**DOCUMENT EXTRACT:**

For me, Cameron makes the movie. We’re not worried about Ferris. He’s obviously going to be fine; coasting through life as one of those insanely irritating people who never really have to try but somehow manages to fall on his feet. Cameron on the other hand is unsure. He might not be the eponymous hero, but he’s the character who goes through the major development and whom in my opinion, the film is really about. As I’ve mentioned, he’s far more relatable than Ferris, and so we’re immediately captured by this character who is about to go off in to the big wide world, but is too scared to actually take that step.
The light heart of the movie kind of drops out for the final infamous car scene, leaving us a sense of dread of what will happen to Cameron after the credits roll, but at the same time we get the feeling that the inevitable confrontation with his father will be the beginning of Cameron finally taking control of his life. It’s not really the ending you expect from the film, but it is a healthy dose of reality at just the right time.
Ferris is a coming of age movie. Again, not exactly original, but it captures that awkward moment at the end of school before university (or college for our Yankee cousins) where everyone is promising to be friends forever but there’s a little part of you that wonders if that’s true. There’s a really nice moment (I think by the pool, but correct me if I’m wrong) where Ferris is mulling over that precise idea, with a great honesty that cuts through any possibly candy coating. It’s moments like that which I think make Ferris such a good movie and so different from others of its kind, backed up by the great “to-camera” pieces by a wiser than his years Ferris: “Not that I condone fascism, or any -ism for that matter. -Ism’s in my opinion are not good. A person should not believe in an -ism, he should believe in himself.”

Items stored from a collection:
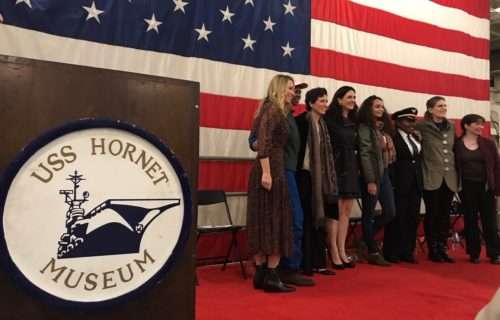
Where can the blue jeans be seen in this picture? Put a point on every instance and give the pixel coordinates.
(292, 262)
(372, 224)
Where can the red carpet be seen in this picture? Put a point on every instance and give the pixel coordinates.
(403, 291)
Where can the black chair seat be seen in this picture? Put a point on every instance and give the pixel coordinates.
(212, 197)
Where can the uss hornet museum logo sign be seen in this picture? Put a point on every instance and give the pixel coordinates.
(93, 212)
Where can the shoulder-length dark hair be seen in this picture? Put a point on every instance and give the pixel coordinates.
(469, 119)
(335, 109)
(365, 115)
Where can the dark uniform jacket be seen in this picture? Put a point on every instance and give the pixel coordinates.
(406, 171)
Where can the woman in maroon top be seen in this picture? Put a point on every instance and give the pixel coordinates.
(478, 168)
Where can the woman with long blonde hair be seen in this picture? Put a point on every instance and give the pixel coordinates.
(269, 218)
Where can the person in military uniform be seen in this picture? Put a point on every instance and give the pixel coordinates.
(440, 176)
(406, 174)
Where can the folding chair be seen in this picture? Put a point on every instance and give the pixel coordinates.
(456, 213)
(354, 222)
(214, 197)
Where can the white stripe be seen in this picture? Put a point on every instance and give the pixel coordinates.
(330, 36)
(238, 81)
(225, 143)
(433, 13)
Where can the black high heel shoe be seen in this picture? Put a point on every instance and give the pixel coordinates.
(350, 264)
(338, 266)
(334, 265)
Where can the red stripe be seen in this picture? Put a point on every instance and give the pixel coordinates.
(340, 66)
(231, 176)
(478, 8)
(229, 112)
(386, 24)
(226, 112)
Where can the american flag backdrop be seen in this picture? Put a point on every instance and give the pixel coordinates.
(403, 51)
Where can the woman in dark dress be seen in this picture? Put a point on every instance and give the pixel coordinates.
(479, 175)
(316, 179)
(269, 218)
(341, 121)
(376, 153)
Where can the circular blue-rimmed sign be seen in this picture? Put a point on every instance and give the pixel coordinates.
(93, 213)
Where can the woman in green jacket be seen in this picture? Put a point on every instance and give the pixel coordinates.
(440, 176)
(376, 153)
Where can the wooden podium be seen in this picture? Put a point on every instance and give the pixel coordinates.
(36, 96)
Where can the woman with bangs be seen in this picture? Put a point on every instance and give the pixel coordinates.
(376, 153)
(341, 121)
(479, 177)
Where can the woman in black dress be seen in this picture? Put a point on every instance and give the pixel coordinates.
(479, 175)
(341, 121)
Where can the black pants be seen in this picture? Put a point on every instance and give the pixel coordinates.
(313, 244)
(400, 234)
(475, 199)
(437, 215)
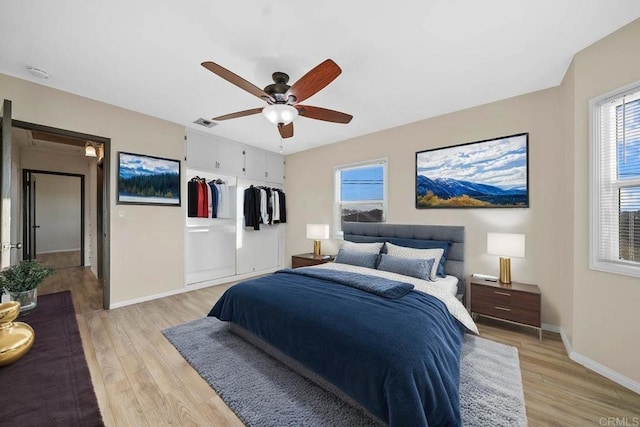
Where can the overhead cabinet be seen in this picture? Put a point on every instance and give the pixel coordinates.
(213, 154)
(217, 249)
(263, 166)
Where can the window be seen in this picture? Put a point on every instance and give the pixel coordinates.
(615, 182)
(360, 193)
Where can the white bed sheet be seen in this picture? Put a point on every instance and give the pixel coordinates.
(449, 283)
(454, 306)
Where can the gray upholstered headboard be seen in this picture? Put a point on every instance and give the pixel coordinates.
(375, 232)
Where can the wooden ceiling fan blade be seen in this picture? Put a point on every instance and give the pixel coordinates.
(319, 113)
(314, 80)
(239, 114)
(236, 80)
(286, 131)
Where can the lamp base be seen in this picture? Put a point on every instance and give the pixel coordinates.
(505, 270)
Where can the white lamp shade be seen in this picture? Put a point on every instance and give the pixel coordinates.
(506, 244)
(280, 113)
(317, 231)
(90, 151)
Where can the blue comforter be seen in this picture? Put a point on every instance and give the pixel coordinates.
(399, 358)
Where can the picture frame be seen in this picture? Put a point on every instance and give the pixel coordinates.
(492, 173)
(148, 180)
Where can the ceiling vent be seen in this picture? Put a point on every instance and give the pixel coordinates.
(205, 123)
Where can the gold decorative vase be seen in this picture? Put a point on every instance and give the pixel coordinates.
(16, 338)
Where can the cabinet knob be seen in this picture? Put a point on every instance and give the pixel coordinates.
(502, 293)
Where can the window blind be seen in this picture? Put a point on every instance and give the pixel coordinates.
(617, 189)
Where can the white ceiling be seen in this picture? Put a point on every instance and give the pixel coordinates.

**WORK TO DO:** From the film review above, copy the passage between "The light heart" and "the right time.", inclusive.

**RESULT BELOW:**
The light heart of the movie kind of drops out for the final infamous car scene, leaving us a sense of dread of what will happen to Cameron after the credits roll, but at the same time we get the feeling that the inevitable confrontation with his father will be the beginning of Cameron finally taking control of his life. It’s not really the ending you expect from the film, but it is a healthy dose of reality at just the right time.